** Start of GIVEN TEXT **

I think you are reproducing the problem from https://github.com/dotnet/corefx/issues/14237 in these tests. (Also the reason why I opened this issue)

The values used in SocketOptionName were obviously derived from Windows headers, thus allowing the current Windows SocketPal to simply forward the SocketOptionName value to the underlying API. (But we can expect this to change someday)
However, for non Windows platforms, the SocketOptionName values will always have to be converted into their platform-specific equivalent. This means that any SocketOptionName value that is not specifically supported by the SocketPal will not work.

Calling the native setsockopt API via P/Invoke would still work, however.

I found the problem is TryGetPlatformSocketOption which is called passing option level (SocketOptionLevel.Socket in my code but SocketOptionLevel.Tcp in this issue proposal) and name:

extern "C"

** End of GIVEN TEXT **
** Start of DATASET EXCERPTS **

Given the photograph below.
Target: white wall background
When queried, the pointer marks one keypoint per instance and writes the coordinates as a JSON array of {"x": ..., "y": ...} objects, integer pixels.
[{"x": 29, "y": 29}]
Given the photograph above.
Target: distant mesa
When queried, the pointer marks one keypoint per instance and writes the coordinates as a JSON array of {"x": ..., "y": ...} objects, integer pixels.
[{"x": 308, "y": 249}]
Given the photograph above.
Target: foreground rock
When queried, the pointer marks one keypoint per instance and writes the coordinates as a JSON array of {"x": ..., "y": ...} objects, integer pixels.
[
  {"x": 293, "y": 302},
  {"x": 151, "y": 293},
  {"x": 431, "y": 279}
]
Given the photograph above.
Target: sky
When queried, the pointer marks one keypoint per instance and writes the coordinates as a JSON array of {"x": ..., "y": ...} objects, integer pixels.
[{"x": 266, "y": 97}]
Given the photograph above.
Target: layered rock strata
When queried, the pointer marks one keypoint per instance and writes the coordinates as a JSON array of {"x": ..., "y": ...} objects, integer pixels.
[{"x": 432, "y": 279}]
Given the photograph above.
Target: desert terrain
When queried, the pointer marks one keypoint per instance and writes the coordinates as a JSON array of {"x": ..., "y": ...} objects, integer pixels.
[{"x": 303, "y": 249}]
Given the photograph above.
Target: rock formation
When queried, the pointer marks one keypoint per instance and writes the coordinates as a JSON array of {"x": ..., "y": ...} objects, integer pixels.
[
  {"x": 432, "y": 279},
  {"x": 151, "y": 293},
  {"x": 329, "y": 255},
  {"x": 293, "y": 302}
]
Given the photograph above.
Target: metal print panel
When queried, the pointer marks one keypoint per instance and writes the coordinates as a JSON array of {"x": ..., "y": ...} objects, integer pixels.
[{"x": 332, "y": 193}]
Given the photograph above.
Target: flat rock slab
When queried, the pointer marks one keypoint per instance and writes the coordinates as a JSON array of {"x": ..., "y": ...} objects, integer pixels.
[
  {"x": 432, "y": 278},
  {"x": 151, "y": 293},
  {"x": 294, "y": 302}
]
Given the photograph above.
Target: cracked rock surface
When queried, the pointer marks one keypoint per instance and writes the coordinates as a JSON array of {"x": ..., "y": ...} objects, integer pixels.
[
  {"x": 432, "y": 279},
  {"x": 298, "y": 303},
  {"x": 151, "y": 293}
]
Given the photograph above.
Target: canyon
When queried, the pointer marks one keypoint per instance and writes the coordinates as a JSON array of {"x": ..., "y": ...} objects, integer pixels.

** End of DATASET EXCERPTS **

### OBJECTIVE
Copy the forum post about SocketOptionName above word for word, from start to end.

### RESULT OF THE TASK
I think you are reproducing the problem from https://github.com/dotnet/corefx/issues/14237 in these tests. (Also the reason why I opened this issue)

The values used in SocketOptionName were obviously derived from Windows headers, thus allowing the current Windows SocketPal to simply forward the SocketOptionName value to the underlying API. (But we can expect this to change someday)
However, for non Windows platforms, the SocketOptionName values will always have to be converted into their platform-specific equivalent. This means that any SocketOptionName value that is not specifically supported by the SocketPal will not work.

Calling the native setsockopt API via P/Invoke would still work, however.

I found the problem is TryGetPlatformSocketOption which is called passing option level (SocketOptionLevel.Socket in my code but SocketOptionLevel.Tcp in this issue proposal) and name:

extern "C"